_Exercises_
a - Reproduce a passage from the blog post about Ruth. Begin at the words "This was written" and stop after "want to save.".
b - Answer these questions using the blog post about Ruth:
(i) On what date was the story originally written?
(ii) How old was the girl on the bed?
(iii) In the dream Ruthie describes, whose hair was cut off?

[Source extract]

Saturday, May 24, 2014

Death of a friend - Ruth's story

This was written on August 29, 2010 on Helium. Helium is closing down but the story is still important to me so I am re-posting it here. All 300 of my articles on Helium will disappear at the end of the year and like this one, there are many I want to save. 

Ruth's story

The tubes and the heart monitor had become part of the background. The constant beeping, annoying at first, now seemed to offer comfort and hope. I watched her from the doorway, too young to be allowed in the room.

The fifteen-year-old girl on the bed was often asleep when I came to visit. I would call her name softly when I arrived. “Ruthie”, I said quietly, “Are you awake?” Sometimes her mom would be there and gently touch a spot on her shoulder that was not wrapped in bandages.

The smile that erupted when she saw me standing in the doorway was contagious. “Hi”, she would say cheerfully, “I just had the best dream”. Not believing that anything bad could come from this I said, “Tell me about it”.

“We were little. We had those old-fashioned clippers and were playing barber in the empty house next to mine. We cut off all of Jackpot’s hair”.

[/Source extract]
[Information supplied]

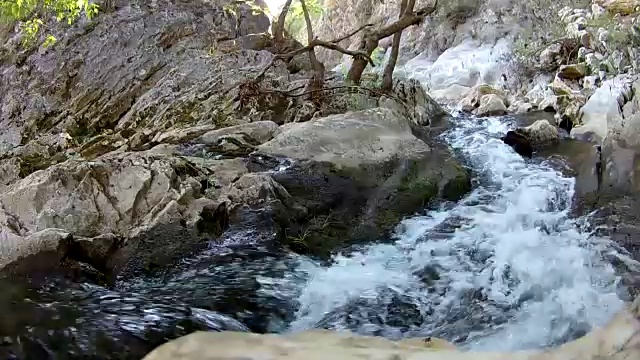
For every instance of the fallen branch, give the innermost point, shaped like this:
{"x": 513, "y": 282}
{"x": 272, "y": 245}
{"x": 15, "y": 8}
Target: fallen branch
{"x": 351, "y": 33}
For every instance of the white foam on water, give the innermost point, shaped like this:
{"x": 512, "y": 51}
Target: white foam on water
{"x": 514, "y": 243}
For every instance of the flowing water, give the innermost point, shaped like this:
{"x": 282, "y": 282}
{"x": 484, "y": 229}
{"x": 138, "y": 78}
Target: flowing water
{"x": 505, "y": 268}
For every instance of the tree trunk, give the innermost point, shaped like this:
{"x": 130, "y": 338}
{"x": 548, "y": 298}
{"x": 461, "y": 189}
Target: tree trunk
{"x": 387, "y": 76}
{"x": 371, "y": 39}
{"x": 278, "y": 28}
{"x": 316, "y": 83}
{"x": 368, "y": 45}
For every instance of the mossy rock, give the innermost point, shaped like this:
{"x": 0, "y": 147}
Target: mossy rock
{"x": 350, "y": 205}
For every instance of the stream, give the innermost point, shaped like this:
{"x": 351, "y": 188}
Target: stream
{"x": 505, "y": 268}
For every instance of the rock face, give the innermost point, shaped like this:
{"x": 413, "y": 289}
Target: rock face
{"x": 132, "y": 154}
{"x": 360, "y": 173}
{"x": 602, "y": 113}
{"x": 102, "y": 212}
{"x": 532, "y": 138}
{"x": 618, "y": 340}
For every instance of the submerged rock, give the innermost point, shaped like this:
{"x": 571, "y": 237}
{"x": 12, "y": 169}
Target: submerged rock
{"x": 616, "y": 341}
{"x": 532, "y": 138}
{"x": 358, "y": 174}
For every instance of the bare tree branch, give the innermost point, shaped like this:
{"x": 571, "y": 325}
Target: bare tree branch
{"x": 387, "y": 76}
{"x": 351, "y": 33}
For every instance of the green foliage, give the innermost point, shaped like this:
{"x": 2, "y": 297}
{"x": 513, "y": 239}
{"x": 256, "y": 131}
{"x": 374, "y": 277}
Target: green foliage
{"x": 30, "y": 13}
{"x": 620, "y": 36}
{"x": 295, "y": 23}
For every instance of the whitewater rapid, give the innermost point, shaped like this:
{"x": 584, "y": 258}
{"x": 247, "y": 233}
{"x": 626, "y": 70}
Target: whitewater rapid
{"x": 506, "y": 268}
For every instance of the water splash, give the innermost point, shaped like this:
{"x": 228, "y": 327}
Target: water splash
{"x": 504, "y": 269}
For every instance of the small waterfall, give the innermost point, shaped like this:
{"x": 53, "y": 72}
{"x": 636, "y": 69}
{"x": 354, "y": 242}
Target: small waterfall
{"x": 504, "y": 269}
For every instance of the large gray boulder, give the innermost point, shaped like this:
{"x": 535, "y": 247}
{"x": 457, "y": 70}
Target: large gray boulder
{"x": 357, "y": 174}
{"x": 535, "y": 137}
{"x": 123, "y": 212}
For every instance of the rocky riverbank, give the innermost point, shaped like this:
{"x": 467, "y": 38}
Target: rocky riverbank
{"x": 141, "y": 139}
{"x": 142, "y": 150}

[/Information supplied]
[Information supplied]

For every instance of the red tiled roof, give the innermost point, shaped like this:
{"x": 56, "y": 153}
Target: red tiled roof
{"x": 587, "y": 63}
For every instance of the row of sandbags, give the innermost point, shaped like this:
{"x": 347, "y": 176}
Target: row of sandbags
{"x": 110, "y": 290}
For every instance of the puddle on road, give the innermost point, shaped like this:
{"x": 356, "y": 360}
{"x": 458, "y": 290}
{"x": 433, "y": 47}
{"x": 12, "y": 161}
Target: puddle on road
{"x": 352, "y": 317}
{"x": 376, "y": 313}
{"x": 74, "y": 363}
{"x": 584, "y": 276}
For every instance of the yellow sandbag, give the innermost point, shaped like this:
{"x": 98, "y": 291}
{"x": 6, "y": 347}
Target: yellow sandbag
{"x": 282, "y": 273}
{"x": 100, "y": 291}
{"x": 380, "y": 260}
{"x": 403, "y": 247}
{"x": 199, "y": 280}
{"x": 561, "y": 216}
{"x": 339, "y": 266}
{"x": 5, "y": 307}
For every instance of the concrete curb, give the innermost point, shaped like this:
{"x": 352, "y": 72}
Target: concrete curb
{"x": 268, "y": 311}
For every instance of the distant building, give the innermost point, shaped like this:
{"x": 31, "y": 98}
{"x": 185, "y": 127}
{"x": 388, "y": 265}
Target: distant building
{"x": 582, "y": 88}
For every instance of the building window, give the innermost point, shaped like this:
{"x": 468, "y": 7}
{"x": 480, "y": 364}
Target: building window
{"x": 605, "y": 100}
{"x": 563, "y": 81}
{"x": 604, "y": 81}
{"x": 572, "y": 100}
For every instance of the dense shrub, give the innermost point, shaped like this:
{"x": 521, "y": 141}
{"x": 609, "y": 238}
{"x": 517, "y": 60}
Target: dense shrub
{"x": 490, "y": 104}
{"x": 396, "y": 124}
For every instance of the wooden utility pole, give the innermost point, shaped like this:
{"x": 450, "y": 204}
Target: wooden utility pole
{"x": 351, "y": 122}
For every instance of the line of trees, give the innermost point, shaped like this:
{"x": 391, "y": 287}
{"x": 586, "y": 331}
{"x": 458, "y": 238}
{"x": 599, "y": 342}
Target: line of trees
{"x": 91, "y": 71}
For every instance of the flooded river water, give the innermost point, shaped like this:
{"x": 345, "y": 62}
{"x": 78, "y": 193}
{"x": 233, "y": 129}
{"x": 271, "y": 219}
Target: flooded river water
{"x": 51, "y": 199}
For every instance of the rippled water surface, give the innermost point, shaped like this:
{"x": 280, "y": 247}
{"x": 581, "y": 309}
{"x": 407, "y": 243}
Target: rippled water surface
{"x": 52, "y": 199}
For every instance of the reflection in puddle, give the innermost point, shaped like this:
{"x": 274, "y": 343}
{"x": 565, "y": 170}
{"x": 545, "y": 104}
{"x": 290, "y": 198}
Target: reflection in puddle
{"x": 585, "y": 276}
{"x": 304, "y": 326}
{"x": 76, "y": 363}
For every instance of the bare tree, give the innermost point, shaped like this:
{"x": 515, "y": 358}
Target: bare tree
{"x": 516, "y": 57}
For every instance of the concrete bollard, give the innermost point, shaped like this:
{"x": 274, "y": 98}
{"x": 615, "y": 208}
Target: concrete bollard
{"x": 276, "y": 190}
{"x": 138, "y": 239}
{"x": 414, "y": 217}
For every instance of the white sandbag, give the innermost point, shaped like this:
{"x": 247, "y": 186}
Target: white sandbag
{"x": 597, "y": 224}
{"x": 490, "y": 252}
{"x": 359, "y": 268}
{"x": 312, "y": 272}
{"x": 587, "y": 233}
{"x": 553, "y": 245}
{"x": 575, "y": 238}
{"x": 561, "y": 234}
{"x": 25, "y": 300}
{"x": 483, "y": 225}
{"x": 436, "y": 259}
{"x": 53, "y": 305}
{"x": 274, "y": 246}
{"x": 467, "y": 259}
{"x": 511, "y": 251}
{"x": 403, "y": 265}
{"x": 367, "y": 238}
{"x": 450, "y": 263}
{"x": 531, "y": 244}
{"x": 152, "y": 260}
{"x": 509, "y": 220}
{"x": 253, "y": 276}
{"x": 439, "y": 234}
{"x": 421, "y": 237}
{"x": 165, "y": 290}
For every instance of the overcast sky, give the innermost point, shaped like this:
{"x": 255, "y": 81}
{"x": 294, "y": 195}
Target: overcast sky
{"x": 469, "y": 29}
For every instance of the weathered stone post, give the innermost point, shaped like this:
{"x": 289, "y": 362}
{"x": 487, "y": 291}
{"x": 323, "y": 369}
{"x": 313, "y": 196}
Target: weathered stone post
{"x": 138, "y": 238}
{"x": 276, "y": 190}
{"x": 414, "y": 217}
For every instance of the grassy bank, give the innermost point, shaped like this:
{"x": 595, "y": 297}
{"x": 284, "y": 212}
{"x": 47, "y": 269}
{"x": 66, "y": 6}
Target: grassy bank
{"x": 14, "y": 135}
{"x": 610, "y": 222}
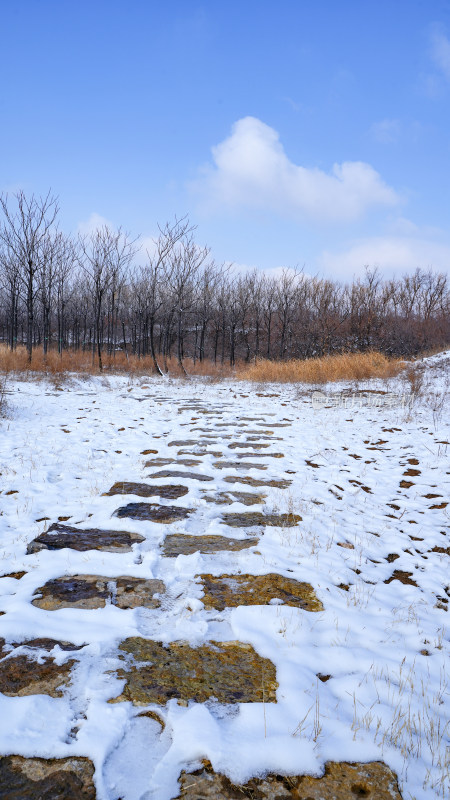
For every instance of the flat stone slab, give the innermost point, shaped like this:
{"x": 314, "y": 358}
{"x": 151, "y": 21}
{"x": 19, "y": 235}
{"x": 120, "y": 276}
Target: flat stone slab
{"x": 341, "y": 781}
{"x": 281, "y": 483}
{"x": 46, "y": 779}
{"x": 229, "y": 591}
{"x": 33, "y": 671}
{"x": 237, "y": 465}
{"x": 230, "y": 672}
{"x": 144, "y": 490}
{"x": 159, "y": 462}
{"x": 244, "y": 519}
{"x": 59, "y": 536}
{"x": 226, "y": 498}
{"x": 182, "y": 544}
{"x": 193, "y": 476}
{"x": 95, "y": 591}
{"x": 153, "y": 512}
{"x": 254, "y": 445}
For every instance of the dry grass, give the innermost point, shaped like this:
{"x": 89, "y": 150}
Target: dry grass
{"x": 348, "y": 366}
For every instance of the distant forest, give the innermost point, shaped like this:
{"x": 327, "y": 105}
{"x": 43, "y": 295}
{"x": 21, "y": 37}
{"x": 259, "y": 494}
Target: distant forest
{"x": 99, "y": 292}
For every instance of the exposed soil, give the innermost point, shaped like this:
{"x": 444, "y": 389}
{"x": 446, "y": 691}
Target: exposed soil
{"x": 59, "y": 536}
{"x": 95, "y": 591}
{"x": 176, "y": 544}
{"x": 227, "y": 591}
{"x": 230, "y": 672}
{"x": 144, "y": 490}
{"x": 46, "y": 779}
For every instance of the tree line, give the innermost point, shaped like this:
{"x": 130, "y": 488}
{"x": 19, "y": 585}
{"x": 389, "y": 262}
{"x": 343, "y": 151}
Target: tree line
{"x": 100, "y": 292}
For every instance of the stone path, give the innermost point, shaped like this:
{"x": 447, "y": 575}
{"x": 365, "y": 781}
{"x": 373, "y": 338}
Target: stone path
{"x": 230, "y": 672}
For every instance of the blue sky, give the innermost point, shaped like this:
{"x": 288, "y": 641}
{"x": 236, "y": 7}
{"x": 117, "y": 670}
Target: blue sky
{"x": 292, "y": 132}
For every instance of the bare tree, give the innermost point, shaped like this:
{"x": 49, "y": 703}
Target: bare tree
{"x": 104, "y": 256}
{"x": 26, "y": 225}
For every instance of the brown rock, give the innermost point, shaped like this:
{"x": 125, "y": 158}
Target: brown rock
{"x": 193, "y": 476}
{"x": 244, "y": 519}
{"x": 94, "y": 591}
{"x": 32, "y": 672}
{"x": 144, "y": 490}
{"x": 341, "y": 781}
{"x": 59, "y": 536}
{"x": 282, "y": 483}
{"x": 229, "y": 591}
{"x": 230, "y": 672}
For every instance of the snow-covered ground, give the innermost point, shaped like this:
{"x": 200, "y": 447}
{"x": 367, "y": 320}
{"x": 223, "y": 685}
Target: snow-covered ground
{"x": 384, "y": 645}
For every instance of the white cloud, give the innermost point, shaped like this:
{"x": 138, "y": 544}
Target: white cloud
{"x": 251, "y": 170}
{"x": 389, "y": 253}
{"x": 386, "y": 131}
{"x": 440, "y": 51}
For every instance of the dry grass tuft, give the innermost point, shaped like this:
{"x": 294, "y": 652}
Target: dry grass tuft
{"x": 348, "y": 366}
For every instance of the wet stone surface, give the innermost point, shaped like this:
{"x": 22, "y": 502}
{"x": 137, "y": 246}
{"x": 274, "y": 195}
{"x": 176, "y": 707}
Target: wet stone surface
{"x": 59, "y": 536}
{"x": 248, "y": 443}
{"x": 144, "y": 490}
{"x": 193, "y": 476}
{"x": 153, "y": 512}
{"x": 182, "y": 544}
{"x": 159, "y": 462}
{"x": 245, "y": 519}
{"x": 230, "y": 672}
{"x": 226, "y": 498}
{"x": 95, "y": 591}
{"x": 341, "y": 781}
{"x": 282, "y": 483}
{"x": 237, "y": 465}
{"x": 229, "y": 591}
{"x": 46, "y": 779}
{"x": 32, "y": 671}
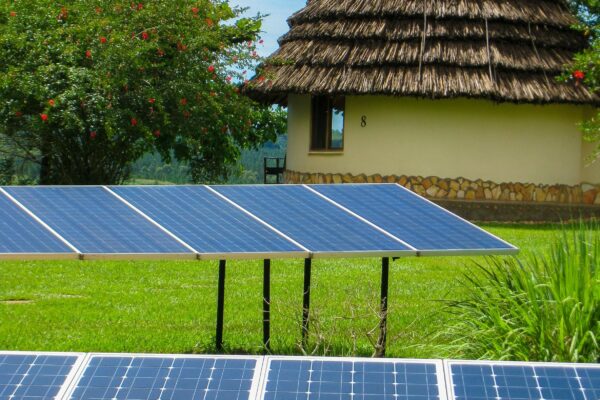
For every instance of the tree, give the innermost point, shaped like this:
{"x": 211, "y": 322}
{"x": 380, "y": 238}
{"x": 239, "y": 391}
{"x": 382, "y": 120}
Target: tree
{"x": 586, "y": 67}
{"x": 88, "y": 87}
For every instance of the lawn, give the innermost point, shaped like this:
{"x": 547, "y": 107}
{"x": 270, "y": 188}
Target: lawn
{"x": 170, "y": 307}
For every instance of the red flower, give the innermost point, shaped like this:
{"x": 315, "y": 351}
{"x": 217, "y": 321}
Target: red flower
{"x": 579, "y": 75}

[/Information supplied]

_Replies_
a -
This was written on August 29, 2010 on Helium. Helium is closing down but the story is still important to me so I am re-posting it here. All 300 of my articles on Helium will disappear at the end of the year and like this one, there are many I want to save.

b -
(i) August 29, 2010
(ii) Fifteen
(iii) Jackpot's